====== Entries shown
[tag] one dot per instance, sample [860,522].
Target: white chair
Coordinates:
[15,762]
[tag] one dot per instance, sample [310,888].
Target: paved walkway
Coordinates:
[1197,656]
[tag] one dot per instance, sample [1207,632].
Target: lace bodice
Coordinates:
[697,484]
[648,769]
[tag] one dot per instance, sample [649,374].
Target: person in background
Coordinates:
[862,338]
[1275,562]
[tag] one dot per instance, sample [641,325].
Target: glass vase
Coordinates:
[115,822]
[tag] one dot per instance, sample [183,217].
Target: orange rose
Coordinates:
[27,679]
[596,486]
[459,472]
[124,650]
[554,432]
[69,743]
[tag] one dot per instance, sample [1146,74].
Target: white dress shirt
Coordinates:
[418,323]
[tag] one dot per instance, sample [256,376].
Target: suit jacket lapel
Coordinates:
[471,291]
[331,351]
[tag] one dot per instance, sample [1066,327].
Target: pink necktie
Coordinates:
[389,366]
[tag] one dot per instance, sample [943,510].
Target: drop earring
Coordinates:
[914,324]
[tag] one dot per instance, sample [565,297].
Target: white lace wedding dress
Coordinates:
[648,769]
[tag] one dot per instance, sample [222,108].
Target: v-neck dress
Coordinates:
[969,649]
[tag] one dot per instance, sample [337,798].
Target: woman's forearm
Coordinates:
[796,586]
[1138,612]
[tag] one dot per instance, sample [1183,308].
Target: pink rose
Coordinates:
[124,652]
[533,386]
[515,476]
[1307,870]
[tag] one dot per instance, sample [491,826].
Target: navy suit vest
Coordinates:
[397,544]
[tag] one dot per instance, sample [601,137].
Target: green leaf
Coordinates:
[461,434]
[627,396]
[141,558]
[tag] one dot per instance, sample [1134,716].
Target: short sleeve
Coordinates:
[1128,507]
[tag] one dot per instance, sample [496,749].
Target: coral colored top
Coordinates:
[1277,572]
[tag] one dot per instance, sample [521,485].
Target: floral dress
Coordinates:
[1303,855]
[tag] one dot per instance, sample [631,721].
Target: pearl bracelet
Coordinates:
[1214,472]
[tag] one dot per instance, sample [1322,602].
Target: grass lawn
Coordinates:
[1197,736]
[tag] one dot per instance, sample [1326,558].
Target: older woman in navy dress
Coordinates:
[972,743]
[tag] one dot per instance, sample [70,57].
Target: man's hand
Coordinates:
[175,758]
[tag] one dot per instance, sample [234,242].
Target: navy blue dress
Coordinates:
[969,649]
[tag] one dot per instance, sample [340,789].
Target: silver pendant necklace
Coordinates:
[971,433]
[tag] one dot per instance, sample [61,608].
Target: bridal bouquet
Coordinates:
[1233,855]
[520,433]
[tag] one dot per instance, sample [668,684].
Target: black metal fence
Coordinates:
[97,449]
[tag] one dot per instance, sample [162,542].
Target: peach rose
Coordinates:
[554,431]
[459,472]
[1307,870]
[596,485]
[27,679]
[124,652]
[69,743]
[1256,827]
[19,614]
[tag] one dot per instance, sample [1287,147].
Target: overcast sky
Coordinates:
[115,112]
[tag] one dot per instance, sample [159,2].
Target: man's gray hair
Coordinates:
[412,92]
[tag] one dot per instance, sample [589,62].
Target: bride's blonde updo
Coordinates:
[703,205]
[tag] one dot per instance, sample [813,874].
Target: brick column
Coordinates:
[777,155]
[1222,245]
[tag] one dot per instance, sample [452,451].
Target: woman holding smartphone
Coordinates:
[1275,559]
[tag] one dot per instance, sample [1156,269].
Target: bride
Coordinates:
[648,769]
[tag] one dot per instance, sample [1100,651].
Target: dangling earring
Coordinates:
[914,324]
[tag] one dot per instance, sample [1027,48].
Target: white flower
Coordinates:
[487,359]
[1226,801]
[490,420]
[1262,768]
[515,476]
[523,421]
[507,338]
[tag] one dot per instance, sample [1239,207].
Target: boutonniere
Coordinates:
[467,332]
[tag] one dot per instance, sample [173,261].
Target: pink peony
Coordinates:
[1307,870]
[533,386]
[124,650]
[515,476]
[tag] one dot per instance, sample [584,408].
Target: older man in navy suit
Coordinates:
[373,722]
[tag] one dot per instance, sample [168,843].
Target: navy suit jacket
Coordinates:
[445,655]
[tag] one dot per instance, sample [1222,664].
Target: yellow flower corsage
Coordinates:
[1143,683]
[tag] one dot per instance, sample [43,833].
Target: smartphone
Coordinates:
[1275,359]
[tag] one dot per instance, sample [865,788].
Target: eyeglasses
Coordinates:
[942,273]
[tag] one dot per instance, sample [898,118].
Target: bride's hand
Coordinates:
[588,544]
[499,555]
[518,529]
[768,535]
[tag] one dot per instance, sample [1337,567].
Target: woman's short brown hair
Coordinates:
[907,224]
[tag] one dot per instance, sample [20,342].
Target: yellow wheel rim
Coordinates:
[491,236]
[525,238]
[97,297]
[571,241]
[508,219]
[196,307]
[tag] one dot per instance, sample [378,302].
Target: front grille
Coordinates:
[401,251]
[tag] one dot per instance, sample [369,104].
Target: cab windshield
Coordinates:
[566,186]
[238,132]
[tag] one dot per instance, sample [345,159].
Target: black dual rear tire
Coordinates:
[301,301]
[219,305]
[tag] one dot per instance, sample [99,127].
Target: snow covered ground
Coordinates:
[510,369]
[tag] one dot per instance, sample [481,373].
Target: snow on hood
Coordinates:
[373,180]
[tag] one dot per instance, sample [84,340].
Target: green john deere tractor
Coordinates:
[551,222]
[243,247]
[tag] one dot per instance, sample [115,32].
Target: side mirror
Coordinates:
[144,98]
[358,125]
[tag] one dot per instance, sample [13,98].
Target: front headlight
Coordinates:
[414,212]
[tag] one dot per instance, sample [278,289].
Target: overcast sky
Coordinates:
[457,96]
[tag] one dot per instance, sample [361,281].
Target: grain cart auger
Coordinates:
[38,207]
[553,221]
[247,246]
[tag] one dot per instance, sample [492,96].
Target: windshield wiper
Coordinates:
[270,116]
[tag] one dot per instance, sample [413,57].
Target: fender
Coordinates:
============
Copy the lines from the one holding "[tag] one dot per instance, sample [84,340]." through the end of the items, inclusive, and switch "side mirror" to "wing mirror" while keeping everything else the same.

[tag] one dot per instance, sample [84,340].
Target: green john deere tractor
Coordinates:
[551,222]
[243,247]
[tag] one dot per instance, sample [115,32].
Target: wing mirror
Coordinates:
[144,98]
[358,125]
[tag] one dot per instance, sample [13,98].
Target: front headlight
Coordinates:
[414,212]
[tag] one dot per instance, sample [278,289].
Target: overcast sky
Coordinates:
[457,96]
[tag] one dot per instance, sample [361,281].
Target: grain cart auger
Coordinates:
[38,207]
[553,221]
[247,246]
[tag] one dot per instance, sample [492,96].
Target: windshield wiper
Coordinates:
[270,116]
[tag] one dot per instance, sample [413,57].
Target: fender
Coordinates:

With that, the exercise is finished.